In the post on CCX cache topology, condense the paragraph starting "I think the image showing" into a short bulleted list that keeps its main points.

Selection:
★ ★ ★ ★ ★ ★ ★

PS. As I wrote in post #666, this topology is a simple evolution of the current 4-core CCX that may offer configurability: "If they use the 2x4 topology I propose (in the CCX thread), they may be able to offer two BIOS configurations for the chiplet, i.e. two separate 4-core CCXs (NUMA), each with a private 32 MB of low-latency L3 cache (1 hop diameter), or an 8-core CCX (UMA), with 64 MB of higher-latency L3 cache (2 hops diameter)."

I think the image showing “6 links” is an inaccurate oversimplification. It does not match with the rest of the information. You do not have 4 slices that need to be connected together, you have 8 things that need to be connected together, 4 cores and 4 cache slices. That image gives the idea that cache slices are connected to each other while the rest of the information indicates that they are not.

It is unclear how large of a chunk is interleaved between caches. Byte interleave seems too small. Perhaps a 32 byte cache line is interleaved across the 4 slices. They have shown slides with 32 bytes a cycle. That would be 8 bytes/64-bits from each cache slice. It is also unclear what you think a “link” is. We are talking about on chip here with nanosecond latency. A “link” is literally just a wire. I expect that it is 4 sets of read and write wires going from each core to each cache slice. If they kept the same architecture, then expanding to 8 could mean going up to 8 sets of wires from each core to 8 cache slices. Note that it could be the same number of wires; it could be 4 bytes x 8 rather than 8 bytes x 4 or something like that. I don’t know if they would do that since that would still be 32-bytes a cycle, except spread across 8 cores instead of 4. They may need to increase to 64 bytes a cycle.

★ ★ ★ ★ ★ ★ ★

Dataset entries:
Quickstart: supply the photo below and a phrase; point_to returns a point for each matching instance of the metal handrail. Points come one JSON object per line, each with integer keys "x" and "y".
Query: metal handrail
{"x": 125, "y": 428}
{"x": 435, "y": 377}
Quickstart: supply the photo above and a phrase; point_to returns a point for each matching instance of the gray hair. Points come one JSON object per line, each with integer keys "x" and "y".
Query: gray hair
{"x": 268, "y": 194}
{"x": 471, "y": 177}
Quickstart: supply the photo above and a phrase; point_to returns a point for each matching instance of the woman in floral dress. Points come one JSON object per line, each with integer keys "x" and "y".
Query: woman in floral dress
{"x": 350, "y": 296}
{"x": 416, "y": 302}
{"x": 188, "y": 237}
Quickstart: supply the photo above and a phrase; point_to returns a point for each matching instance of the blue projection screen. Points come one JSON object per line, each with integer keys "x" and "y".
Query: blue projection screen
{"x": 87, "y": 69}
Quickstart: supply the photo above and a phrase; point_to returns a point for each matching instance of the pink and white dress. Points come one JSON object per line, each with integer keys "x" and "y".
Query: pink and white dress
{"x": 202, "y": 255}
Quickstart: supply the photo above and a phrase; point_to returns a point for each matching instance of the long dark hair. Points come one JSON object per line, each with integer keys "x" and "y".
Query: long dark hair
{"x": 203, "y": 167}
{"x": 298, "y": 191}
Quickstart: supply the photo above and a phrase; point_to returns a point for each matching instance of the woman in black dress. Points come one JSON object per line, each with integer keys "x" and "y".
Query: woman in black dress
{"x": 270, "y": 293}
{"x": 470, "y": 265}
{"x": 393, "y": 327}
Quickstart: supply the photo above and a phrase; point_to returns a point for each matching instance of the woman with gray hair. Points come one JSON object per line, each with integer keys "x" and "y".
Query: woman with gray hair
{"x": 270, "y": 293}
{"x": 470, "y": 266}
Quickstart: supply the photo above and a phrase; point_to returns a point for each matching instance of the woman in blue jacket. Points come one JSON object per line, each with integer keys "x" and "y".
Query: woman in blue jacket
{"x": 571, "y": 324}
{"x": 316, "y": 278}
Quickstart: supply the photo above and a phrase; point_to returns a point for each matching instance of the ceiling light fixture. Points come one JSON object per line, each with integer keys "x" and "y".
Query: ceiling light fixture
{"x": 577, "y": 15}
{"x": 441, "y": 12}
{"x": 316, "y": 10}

★ ★ ★ ★ ★ ★ ★

Reply to the exercise:
- The image showing "6 links" is an inaccurate oversimplification that doesn't match the rest of the information.
- There aren't 4 slices to connect but 8 things: 4 cores and 4 cache slices.
- The image suggests the cache slices connect to each other, while the rest of the information indicates they don't.